_Bloco de texto_:
● ● ● ●

Neste ponto é fundamental realçar que, não existe um relacionamento sem conflitos, muito menos duas pessoas tão parecidas que quase que concordam em tudo. Existe sim, um bom nível de entendimento entre as duas partes, o respeito necessário para falar e para ouvir o outro, a compreensão para que ambos sintam mais confiança e proteção de parte a parte.
 
As discussões, quando acontecem, devem sempre objetivar um ponto de encontro para o diálogo e o crescimento do casal. Ambos devem ter em conta que, nem todos os momentos são positivos para falar sobre alguns temas, pelo que devem saber escolher a melhor altura para abordar o outro. Também é de reter que, quando ambos se sentem compreendidos, não há segredos porque há respeito, entendimento e capacidade de se colocarem um no lugar do outro.
 
Quando se deixam arrastar muitos problemas sem o importante diálogo entre os parceiros, a relação comece a regredir em vez de progredir, o mesmo se passa quando há falta de sinceridade entre os membros do casal.
 
Para terminar deixamos-lhe a questão: se não há disponibilidade para estar com a outra pessoa, para lhe abrir o nosso coração e para sermos honestos e verdadeiros, para quê arrastar a situação? Apenas acarretam problemas e sofrimento de parte a parte. Vale a pena? Certamente que o/a leitor/a sabe a resposta.

● ● ● ●

_Dados fornecidos_:
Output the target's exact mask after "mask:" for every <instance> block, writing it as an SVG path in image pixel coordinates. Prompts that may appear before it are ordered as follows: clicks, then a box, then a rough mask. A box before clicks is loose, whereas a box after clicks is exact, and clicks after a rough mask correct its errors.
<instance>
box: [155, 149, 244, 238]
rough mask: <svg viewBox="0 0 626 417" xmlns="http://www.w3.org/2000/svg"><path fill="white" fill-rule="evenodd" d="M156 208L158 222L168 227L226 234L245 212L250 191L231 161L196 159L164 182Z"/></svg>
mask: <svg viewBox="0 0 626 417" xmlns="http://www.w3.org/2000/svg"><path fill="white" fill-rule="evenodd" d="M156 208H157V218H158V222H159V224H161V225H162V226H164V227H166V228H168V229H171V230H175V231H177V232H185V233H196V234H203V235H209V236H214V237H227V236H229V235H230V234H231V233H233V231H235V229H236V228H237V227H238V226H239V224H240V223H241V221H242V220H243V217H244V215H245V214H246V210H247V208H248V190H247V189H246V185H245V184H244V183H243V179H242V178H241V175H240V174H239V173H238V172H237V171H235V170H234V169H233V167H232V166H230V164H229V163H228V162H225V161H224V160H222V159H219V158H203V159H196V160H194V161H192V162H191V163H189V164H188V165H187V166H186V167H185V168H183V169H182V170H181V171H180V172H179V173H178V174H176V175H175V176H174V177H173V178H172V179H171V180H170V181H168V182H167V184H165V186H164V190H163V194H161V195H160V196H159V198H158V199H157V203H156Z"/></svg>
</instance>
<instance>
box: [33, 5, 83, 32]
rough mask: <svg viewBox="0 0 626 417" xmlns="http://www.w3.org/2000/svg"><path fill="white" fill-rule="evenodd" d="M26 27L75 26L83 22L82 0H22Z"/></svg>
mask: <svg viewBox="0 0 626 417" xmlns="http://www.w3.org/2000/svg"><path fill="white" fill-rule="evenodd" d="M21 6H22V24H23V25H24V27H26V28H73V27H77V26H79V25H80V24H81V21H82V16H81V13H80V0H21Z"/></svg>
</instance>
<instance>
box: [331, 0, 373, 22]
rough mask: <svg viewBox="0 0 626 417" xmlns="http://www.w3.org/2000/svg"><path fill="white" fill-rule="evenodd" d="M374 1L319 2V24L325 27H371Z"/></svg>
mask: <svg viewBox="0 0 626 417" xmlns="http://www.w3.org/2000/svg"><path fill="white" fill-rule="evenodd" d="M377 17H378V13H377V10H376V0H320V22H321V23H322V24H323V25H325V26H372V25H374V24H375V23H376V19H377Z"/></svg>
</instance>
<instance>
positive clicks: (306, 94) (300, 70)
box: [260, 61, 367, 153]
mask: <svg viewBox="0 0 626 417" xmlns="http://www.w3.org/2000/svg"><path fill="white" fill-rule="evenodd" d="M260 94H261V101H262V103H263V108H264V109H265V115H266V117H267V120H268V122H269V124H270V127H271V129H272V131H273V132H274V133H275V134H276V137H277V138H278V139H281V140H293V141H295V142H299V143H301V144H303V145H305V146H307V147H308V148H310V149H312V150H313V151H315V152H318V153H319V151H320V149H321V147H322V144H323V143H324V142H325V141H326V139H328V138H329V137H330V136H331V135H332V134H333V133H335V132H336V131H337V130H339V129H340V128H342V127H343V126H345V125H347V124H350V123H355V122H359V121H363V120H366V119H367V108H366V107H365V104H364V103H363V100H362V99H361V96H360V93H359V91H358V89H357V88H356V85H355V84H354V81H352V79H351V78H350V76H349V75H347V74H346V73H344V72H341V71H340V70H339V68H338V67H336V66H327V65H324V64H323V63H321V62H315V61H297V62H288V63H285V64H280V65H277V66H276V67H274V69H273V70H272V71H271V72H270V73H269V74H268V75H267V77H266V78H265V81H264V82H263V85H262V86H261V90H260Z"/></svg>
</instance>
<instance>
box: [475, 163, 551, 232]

● ● ● ●

_Trabalho pedido_: Transcreva o trecho do texto sobre relacionamentos, começando em "Neste ponto é" e terminando em "lugar do outro.". As entradas provêm de outra fonte.

_Resposta escrita_:
Neste ponto é fundamental realçar que, não existe um relacionamento sem conflitos, muito menos duas pessoas tão parecidas que quase que concordam em tudo. Existe sim, um bom nível de entendimento entre as duas partes, o respeito necessário para falar e para ouvir o outro, a compreensão para que ambos sintam mais confiança e proteção de parte a parte.
 
As discussões, quando acontecem, devem sempre objetivar um ponto de encontro para o diálogo e o crescimento do casal. Ambos devem ter em conta que, nem todos os momentos são positivos para falar sobre alguns temas, pelo que devem saber escolher a melhor altura para abordar o outro. Também é de reter que, quando ambos se sentem compreendidos, não há segredos porque há respeito, entendimento e capacidade de se colocarem um no lugar do outro.